[start of Extract]

I have a lot of damage from these guys pictured below. Certain Deer will eat it and increase eating it as they seem to become addicted to eating Asparagus. The damage happens after you quit picking and let the plants grow. They will eat the tops and deform the plants for the summer. It seems now there is about a three week timeline were I have to walk the field cutting damage plants down to have them sprout up correctly. On another side note there are areas were there might be 2 or 3 feet with no plants growing in the line. 80% of those bare areas had plants on each side thick with seeds this past fall, a pretty amassing plant!


----------



## Liver and Onions (Nov 24, 2000)

Chessieman said:


> ...................
> They will eat the tops and deform the plants for the summer. It seems now there is about a three week timeline were I have to walk the field cutting damage plants down to have them sprout up correctly.
> ........


It matters that an asparagus plant is deformed after it goes to seed ?

L & O


----------



## Chessieman (Dec 8, 2009)

They will grow but the branch and leaf branch's will be way down as much as 75%. Sure they will grow but not to the optimum. If you have a older plant ball growing let's say that it will throw up 8 to 12 shoots that you have not harvested. Your plant is now spending time growing stems and leaves rather than roots. The root ball is what you want to grow with numerous new stem shoots on that ball to harvest I have root balls throwing up over 14 -20 new shoots per ball, that equals to a little less than a pound a plant per picking. For the last picking I like to harvest all but a few of the shoots, once they start to branch out they no longer throw new shoots. The Pencil size ones I like to harvest anything that comes up for the first month and force anybody coming out to pick to comply. These are supper tender anyway, this encourages the sprout nips (?) to form on the root balls which intern means any nips will throw up new shoots next year. Train these plants, remember they will get 30 years plus old. Just for some information attached is a plant grown from seed and the first years growth. Notice the ball forms 4" below ground level.


----------



## Take'm (Dec 6, 2011)

[end of Extract]
[start of Record extracts]

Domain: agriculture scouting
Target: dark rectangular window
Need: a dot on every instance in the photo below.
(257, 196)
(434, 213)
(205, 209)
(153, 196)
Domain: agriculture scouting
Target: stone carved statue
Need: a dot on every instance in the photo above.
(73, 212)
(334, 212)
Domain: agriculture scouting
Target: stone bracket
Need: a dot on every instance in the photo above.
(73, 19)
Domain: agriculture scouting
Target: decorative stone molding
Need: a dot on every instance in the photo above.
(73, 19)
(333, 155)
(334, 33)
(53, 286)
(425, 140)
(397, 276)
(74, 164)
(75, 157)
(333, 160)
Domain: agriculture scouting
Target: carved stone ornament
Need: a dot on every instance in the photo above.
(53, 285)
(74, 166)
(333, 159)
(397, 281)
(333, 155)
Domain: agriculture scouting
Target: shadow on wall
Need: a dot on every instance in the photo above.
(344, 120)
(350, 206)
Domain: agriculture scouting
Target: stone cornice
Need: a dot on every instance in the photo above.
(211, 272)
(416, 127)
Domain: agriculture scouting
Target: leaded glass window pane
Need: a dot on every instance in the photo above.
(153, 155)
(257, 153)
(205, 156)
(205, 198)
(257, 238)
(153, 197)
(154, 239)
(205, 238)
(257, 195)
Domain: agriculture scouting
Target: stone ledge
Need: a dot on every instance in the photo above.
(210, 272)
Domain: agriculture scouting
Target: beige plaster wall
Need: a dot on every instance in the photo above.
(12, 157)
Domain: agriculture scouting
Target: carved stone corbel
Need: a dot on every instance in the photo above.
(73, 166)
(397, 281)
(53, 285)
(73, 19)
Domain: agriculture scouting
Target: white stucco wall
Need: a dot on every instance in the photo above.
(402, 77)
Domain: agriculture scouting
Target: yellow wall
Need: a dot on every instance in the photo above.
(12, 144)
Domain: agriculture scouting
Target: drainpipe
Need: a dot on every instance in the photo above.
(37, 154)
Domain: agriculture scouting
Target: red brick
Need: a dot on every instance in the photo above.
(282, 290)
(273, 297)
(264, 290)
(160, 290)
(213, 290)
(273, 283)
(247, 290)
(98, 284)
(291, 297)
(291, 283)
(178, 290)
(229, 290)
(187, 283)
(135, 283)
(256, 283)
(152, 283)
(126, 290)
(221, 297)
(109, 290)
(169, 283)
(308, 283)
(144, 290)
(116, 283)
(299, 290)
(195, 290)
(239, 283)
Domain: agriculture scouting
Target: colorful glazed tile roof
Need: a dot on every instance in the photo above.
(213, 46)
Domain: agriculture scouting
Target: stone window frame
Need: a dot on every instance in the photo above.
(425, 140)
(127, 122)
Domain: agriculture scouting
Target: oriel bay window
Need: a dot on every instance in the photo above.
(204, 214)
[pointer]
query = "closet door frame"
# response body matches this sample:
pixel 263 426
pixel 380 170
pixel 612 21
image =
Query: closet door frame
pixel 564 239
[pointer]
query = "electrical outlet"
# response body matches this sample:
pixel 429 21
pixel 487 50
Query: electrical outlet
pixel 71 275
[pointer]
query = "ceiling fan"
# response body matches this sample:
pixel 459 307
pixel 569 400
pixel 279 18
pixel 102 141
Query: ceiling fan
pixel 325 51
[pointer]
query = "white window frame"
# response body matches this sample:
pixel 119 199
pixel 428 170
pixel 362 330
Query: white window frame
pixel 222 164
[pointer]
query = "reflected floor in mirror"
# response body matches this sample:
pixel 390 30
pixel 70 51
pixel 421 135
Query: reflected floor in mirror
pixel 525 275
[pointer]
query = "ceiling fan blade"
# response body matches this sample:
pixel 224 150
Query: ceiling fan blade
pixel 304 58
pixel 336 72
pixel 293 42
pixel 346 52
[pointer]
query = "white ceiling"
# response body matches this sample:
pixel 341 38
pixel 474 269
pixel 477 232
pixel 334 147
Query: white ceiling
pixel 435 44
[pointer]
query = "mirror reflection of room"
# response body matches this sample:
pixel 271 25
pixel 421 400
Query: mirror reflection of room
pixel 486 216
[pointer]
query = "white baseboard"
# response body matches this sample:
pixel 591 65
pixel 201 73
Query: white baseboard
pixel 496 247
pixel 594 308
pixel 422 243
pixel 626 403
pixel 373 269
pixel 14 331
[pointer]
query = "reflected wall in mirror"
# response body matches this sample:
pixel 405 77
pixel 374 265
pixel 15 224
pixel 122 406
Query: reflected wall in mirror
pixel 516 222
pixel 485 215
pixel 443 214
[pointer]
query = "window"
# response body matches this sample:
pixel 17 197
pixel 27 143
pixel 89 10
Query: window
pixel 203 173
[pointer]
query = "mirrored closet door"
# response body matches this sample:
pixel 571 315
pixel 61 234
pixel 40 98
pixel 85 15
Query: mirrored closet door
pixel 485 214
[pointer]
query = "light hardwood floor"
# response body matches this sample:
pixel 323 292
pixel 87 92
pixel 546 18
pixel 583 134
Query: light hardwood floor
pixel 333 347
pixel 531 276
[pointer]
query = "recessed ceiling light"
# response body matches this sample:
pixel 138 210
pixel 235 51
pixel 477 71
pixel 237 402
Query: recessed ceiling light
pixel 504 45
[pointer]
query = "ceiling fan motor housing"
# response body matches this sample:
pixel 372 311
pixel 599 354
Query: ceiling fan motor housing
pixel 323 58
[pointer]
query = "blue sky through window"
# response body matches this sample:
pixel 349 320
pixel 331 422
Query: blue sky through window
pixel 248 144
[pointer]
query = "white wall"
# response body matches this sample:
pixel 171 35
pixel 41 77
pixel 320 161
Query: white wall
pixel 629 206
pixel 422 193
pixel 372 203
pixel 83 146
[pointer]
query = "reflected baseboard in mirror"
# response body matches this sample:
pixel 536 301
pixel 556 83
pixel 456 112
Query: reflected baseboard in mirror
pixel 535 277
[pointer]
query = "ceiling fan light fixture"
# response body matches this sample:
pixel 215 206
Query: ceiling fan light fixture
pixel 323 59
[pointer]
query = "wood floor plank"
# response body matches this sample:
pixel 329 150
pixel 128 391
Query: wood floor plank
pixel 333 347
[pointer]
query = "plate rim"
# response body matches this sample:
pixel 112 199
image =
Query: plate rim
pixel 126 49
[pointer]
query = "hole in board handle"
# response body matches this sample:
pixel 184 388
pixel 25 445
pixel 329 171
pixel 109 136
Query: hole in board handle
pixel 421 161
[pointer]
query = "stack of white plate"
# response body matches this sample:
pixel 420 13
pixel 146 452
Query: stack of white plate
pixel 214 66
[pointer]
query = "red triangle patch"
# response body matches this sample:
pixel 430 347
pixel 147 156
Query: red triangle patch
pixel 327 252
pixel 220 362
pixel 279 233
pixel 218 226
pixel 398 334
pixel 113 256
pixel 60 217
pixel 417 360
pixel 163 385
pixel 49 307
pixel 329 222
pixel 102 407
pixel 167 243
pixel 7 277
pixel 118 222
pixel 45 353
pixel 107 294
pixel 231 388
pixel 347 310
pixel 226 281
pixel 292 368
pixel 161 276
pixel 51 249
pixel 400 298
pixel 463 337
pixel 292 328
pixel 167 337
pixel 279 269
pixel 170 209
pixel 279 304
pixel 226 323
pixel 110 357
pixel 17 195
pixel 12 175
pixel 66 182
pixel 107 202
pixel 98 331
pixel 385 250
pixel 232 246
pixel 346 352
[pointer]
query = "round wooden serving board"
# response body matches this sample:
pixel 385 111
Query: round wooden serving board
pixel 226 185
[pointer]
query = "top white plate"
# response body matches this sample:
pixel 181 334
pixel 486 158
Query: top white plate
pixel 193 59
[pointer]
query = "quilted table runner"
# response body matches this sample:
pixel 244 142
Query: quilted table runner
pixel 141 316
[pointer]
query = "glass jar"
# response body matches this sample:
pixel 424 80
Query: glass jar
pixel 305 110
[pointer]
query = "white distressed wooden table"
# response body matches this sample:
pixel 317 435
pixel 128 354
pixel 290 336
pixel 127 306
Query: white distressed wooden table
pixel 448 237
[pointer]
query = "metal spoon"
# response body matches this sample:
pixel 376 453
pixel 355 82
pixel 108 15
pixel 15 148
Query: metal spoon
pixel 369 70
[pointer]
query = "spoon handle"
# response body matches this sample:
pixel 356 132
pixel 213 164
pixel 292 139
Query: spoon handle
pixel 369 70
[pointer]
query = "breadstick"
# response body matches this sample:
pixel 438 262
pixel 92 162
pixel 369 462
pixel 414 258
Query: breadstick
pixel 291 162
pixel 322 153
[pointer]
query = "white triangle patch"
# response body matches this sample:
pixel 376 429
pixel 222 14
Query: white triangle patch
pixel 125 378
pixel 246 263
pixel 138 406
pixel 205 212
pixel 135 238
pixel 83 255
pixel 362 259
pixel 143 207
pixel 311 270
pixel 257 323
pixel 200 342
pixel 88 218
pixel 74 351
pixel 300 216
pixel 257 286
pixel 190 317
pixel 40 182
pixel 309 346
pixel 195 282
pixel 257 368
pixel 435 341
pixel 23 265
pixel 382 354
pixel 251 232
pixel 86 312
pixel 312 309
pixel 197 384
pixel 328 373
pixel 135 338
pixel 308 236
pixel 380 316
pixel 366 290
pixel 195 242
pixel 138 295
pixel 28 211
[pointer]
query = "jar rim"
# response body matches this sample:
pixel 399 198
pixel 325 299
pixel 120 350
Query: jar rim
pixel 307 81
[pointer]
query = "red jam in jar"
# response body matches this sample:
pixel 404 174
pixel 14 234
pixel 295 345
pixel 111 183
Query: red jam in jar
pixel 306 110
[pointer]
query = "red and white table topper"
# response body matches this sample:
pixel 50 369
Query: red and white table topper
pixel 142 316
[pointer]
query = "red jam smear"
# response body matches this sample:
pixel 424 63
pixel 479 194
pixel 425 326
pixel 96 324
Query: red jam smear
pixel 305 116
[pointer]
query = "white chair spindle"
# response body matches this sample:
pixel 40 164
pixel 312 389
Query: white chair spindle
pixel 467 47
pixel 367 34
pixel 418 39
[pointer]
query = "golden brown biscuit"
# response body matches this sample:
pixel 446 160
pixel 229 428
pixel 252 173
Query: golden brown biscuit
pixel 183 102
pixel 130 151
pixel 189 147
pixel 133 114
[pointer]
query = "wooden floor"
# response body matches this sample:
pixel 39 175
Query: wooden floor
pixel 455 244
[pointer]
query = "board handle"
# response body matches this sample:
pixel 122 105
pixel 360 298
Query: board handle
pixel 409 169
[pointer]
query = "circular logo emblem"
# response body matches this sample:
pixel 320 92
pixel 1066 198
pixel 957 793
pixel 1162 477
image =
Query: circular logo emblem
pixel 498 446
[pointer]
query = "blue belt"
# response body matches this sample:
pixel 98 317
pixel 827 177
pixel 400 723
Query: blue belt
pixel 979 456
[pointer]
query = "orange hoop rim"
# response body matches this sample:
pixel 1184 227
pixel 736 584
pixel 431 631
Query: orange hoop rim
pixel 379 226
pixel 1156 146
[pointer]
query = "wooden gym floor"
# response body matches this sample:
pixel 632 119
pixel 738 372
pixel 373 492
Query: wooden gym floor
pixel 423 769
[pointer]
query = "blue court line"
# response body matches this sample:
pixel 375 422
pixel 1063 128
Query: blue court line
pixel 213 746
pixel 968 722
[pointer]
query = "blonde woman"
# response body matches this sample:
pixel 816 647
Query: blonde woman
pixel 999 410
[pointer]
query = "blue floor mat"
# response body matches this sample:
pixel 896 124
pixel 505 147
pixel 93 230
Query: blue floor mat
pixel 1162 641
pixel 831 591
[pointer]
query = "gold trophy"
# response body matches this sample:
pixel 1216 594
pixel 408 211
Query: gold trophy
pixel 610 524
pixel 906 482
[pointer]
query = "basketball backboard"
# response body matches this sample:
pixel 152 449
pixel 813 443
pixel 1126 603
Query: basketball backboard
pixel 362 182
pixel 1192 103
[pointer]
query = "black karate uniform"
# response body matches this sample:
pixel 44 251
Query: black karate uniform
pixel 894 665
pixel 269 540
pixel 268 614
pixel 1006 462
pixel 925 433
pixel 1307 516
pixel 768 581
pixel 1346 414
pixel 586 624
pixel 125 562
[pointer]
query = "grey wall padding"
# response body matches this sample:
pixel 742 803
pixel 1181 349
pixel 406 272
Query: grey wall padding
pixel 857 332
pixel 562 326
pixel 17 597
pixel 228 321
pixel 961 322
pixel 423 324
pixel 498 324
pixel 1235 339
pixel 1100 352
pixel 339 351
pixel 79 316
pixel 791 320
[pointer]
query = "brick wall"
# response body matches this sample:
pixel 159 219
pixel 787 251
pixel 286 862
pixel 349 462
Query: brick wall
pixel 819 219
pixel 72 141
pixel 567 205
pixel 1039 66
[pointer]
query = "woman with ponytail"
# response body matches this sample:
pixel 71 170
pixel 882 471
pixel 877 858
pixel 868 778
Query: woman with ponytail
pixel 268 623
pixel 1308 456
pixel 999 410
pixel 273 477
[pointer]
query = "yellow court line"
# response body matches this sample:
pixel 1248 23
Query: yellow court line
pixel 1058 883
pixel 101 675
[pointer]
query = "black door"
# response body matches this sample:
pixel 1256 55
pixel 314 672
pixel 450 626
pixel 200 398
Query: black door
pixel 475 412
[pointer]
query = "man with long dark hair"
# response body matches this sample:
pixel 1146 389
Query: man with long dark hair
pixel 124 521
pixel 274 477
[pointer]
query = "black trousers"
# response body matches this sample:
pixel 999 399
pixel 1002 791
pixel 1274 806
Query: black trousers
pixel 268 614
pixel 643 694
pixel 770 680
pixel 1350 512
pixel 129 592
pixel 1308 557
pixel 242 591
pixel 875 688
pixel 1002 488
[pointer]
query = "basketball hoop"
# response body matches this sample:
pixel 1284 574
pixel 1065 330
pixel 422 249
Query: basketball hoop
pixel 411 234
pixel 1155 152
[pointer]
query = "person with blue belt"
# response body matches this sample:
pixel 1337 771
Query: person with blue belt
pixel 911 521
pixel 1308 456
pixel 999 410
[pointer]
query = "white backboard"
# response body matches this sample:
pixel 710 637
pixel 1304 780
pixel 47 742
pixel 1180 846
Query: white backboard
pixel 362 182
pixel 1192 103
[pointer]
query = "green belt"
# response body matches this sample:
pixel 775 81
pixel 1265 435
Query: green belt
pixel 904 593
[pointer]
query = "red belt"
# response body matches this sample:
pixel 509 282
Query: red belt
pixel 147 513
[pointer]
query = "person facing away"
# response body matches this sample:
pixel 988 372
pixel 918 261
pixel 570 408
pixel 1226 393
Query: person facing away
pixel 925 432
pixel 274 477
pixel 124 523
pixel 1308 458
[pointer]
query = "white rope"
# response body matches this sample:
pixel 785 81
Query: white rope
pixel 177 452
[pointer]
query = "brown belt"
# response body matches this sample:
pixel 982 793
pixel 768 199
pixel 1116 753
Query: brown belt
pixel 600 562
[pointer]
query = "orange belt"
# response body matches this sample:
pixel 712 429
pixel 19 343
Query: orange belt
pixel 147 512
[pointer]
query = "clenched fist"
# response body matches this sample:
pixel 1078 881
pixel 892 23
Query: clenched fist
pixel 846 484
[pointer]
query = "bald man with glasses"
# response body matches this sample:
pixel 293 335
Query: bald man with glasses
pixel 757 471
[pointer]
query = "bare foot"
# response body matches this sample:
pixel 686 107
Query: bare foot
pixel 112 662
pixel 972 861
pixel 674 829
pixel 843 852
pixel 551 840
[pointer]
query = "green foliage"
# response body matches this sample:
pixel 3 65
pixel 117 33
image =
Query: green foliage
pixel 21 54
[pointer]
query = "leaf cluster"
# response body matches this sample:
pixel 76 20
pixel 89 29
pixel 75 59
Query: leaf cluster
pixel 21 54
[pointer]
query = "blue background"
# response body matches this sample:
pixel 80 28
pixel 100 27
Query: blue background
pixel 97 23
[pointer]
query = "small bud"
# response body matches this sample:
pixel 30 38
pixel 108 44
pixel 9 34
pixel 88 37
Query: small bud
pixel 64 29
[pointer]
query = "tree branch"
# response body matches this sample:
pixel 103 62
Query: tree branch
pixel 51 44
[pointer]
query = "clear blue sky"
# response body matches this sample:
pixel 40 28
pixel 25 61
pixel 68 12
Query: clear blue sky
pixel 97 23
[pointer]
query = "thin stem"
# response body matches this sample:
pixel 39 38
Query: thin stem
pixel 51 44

[end of Record extracts]

* **Requests**
**A.** Answer these questions from the asparagus thread.
(i) How long is the timeline during which the field must be walked to cut damaged plants down?
(ii) How large are the bare areas with no plants growing in the line?
(iii) How far below ground level does the ball form on the plant grown from seed?
**B.** Go on with the asparagus thread from where it stops.

* **Final answers**
**A.**
(i) About three weeks.
(ii) 2 or 3 feet.
(iii) 4 inches.

**B.**
Chessieman said:


> They will grow but the branch and leaf branch's will be way down as much as 75%. Sure they will grow but not to the optimum. If you have a older plant ball growing let's say that it will throw up 8 to 12 shoots that you have not harvested. Your plant is now spending time growing stems and leaves rather than roots. The root ball is what you want to grow with numerous new stem shoots on that ball to harvest I have root balls throwing up over 14 -20 new shoots per ball, that equals to a little less than a pound a plant per picking. For the last picking I like to harvest all but a few of the shoots, once they start to branch out they no longer throw new shoots. The Pencil size ones I like to harvest anything that comes up for the first month and force anybody coming out to pick to comply. These are supper tender anyway, this encourages the sprout nips (?) to form on the root balls which intern means any nips will throw up new shoots next year. Train these plants, remember they will get 30 years plus old. Just for some information attached is a plant grown from seed and the first years growth. Notice the ball forms 4" below ground level.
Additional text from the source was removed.